__Activity__: From the first entry to the last, transcribe everything exactly.

__The data__:
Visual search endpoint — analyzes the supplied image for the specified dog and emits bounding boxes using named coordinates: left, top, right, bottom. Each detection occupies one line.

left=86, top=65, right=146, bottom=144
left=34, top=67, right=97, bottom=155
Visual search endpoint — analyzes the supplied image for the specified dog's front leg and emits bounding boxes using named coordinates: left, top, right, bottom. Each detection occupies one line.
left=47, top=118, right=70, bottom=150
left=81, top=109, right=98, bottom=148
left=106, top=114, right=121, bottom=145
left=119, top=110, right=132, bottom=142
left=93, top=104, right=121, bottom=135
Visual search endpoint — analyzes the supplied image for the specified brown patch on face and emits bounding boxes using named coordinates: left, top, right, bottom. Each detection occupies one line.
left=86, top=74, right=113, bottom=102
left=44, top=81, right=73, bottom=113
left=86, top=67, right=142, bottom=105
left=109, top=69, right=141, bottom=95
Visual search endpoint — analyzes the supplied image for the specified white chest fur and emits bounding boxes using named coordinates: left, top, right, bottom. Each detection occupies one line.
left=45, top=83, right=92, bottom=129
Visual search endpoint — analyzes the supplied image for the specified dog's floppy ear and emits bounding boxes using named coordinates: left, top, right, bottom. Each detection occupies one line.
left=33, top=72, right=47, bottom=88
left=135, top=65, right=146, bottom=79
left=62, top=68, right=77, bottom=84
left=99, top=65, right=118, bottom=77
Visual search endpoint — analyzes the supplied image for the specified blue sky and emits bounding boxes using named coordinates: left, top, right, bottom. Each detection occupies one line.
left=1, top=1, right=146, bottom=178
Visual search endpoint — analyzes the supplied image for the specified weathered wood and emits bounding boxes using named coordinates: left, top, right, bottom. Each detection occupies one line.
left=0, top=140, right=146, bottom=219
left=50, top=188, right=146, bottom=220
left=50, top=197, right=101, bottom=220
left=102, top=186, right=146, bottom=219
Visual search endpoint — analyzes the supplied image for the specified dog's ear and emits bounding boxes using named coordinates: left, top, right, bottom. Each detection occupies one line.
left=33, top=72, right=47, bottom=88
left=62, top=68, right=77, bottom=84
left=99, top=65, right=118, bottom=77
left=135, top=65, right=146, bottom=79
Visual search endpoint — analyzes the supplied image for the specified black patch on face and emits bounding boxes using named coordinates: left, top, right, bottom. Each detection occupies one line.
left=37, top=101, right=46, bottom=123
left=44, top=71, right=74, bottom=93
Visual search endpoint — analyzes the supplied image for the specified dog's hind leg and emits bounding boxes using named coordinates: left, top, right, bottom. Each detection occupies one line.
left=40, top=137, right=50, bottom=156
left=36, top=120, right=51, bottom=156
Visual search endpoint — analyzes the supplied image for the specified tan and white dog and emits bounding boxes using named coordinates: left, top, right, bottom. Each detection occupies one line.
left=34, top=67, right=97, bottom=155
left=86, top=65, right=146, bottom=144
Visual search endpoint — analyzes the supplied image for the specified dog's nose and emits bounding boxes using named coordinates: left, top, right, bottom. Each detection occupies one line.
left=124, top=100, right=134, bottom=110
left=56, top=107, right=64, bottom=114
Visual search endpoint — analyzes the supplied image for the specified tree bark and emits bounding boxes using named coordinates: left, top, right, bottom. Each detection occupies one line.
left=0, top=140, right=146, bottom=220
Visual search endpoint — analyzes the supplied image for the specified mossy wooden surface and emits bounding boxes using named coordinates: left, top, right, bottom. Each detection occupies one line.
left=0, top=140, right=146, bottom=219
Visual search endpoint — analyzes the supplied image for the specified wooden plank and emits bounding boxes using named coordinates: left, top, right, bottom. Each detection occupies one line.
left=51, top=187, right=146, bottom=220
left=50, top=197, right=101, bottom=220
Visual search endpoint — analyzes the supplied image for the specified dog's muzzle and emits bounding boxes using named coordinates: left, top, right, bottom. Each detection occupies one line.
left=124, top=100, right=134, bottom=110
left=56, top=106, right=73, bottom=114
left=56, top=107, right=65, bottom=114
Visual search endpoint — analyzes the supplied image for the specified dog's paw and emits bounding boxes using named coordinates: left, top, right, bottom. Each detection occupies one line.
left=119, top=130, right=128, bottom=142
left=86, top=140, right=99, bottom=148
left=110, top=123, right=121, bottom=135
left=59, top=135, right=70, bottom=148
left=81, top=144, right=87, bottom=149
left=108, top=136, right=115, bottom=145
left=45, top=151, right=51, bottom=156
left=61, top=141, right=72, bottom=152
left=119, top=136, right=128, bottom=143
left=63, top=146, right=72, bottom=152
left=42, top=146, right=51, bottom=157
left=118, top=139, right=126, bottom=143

__Solved exercise__:
Visual search endpoint — analyzes the supplied image for the specified dog and emits bounding boxes using named coordinates: left, top, right, bottom. Each detection occupies one line.

left=86, top=65, right=146, bottom=144
left=34, top=67, right=97, bottom=155
Visual search endpoint — analyzes the supplied image for the specified dog's front leg and emits bounding boxes using named coordinates: left, top, right, bottom. Each detection occupies one line.
left=47, top=118, right=70, bottom=150
left=81, top=109, right=98, bottom=148
left=106, top=114, right=121, bottom=145
left=119, top=110, right=132, bottom=142
left=93, top=104, right=121, bottom=135
Visual search endpoint — analyzes the supplied image for the specified brown patch on face and emits bounding boxes using named coordinates: left, top, right, bottom. Each detection occupies one line.
left=86, top=74, right=113, bottom=102
left=44, top=81, right=73, bottom=113
left=86, top=67, right=142, bottom=105
left=109, top=69, right=141, bottom=95
Visual search endpoint — analyzes the supplied image for the specified white chest fur and emits bounding boxes using named coordinates: left, top, right, bottom. Each detection occupies one line.
left=45, top=83, right=92, bottom=129
Visual search endpoint — analyzes the supplied image for the specified dog's floppy ear and emits bounding boxes using named coordinates: left, top, right, bottom. Each detection occupies one line.
left=33, top=72, right=47, bottom=88
left=135, top=65, right=146, bottom=79
left=62, top=68, right=77, bottom=84
left=99, top=65, right=118, bottom=77
Visual search endpoint — analyzes the supplied image for the specified blue sky and emits bounding boxes using named coordinates: left, top, right, bottom. Each detection occupies one line.
left=1, top=1, right=146, bottom=178
Visual search endpoint — analyzes the supplied image for the specified weathered wood and emits bounding boxes using named coordinates: left, top, right, bottom. Each detection occupies one line.
left=0, top=140, right=146, bottom=219
left=50, top=188, right=146, bottom=220
left=50, top=197, right=101, bottom=220
left=102, top=186, right=146, bottom=219
Visual search endpoint — analyzes the supplied image for the specified dog's ear and emits bounding boxes using named coordinates: left, top, right, bottom. Each detection occupies one line.
left=33, top=72, right=47, bottom=88
left=62, top=68, right=77, bottom=84
left=99, top=65, right=118, bottom=77
left=135, top=65, right=146, bottom=79
Visual search endpoint — analyzes the supplied image for the specified black patch on face and emits bounding boxes using named coordinates: left, top, right, bottom. Each detection occupies one line.
left=37, top=101, right=46, bottom=123
left=44, top=71, right=74, bottom=93
Visual search endpoint — analyzes the supplied image for the specified dog's hind leg and emits bounding boxes using named coordinates: left, top, right, bottom. Each detection occupies one line.
left=40, top=137, right=50, bottom=156
left=36, top=120, right=51, bottom=156
Visual search endpoint — analyzes the supplied image for the specified tan and white dog and emits bounding boxes using named coordinates: left, top, right, bottom. Each detection occupies one line.
left=34, top=67, right=97, bottom=155
left=86, top=65, right=146, bottom=144
Visual search endpoint — analyzes the supplied image for the specified dog's nose and emits bounding boxes using named coordinates: left, top, right, bottom. Each detection occupies one line.
left=124, top=100, right=134, bottom=110
left=56, top=107, right=64, bottom=114
Visual search endpoint — analyzes the supplied image for the specified tree bark and emits bounding boxes using named coordinates: left, top, right, bottom. Each detection occupies one line.
left=0, top=140, right=146, bottom=220
Visual search endpoint — analyzes the supplied image for the specified mossy wooden surface and emits bounding boxes using named coordinates: left, top, right, bottom. Each detection occupies one line.
left=0, top=140, right=146, bottom=219
Visual search endpoint — analyzes the supplied image for the specified wooden plank and emits bounding boxes using named coordinates: left, top, right, bottom. Each detection occupies one line.
left=51, top=187, right=146, bottom=220
left=50, top=197, right=101, bottom=220
Visual search endpoint — analyzes the supplied image for the specified dog's muzzle and emits bounding boxes using named coordinates: left, top, right, bottom. Each detection occupies one line.
left=124, top=100, right=134, bottom=110
left=56, top=106, right=73, bottom=114
left=56, top=107, right=65, bottom=114
Visual search endpoint — analyzes the supplied image for the specified dog's paw and emits bounding boxes using named coordinates: left, top, right, bottom. Each detection occupies one line.
left=119, top=130, right=128, bottom=142
left=86, top=140, right=99, bottom=148
left=110, top=123, right=121, bottom=135
left=59, top=135, right=70, bottom=148
left=81, top=144, right=87, bottom=149
left=108, top=136, right=115, bottom=145
left=45, top=151, right=51, bottom=156
left=61, top=141, right=72, bottom=152
left=119, top=136, right=128, bottom=143
left=63, top=146, right=72, bottom=152
left=42, top=146, right=51, bottom=157
left=118, top=139, right=126, bottom=143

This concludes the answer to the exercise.